> _WHAT IS NEEDED_:
Copy verbatim every line of the entries below, from the line containing "Please spot the black" down to the last line of the entries, with both ends included.
-- START PROVIDED RECORDS --
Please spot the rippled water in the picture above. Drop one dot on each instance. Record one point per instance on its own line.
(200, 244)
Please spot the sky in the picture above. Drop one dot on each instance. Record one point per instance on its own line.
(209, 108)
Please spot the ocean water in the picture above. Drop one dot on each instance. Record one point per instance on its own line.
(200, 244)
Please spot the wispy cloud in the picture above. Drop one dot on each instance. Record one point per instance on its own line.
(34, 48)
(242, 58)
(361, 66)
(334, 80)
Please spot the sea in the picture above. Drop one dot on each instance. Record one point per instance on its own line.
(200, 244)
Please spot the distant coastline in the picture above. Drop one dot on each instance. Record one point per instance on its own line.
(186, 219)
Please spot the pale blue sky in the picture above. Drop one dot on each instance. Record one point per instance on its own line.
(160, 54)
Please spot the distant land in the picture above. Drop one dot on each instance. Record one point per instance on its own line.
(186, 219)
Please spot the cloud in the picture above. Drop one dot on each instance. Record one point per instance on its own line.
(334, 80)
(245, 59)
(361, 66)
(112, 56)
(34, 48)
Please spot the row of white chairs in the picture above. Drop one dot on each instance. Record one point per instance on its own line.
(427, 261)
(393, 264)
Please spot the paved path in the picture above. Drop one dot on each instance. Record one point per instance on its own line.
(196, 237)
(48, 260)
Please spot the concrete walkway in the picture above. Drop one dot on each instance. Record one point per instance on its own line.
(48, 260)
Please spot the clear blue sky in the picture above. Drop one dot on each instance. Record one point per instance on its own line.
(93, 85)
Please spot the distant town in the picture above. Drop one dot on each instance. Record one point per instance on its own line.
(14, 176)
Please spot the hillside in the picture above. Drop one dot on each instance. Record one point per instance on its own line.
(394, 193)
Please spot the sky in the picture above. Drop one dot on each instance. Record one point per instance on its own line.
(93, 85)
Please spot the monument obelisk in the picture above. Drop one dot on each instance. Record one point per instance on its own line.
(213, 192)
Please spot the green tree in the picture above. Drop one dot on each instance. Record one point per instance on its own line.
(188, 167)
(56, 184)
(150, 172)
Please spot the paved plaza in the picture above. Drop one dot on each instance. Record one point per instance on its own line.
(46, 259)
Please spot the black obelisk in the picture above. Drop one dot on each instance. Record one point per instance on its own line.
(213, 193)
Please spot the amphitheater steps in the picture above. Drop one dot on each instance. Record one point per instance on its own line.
-- END PROVIDED RECORDS --
> _CORRECT OUTPUT_:
Please spot the black obelisk in the picture above. Drop one dot on each instance. Record one point per instance on its own line.
(213, 193)
Please spot the amphitheater steps in the picture above. Drop one dot on each instance. Record one point per instance on its own line.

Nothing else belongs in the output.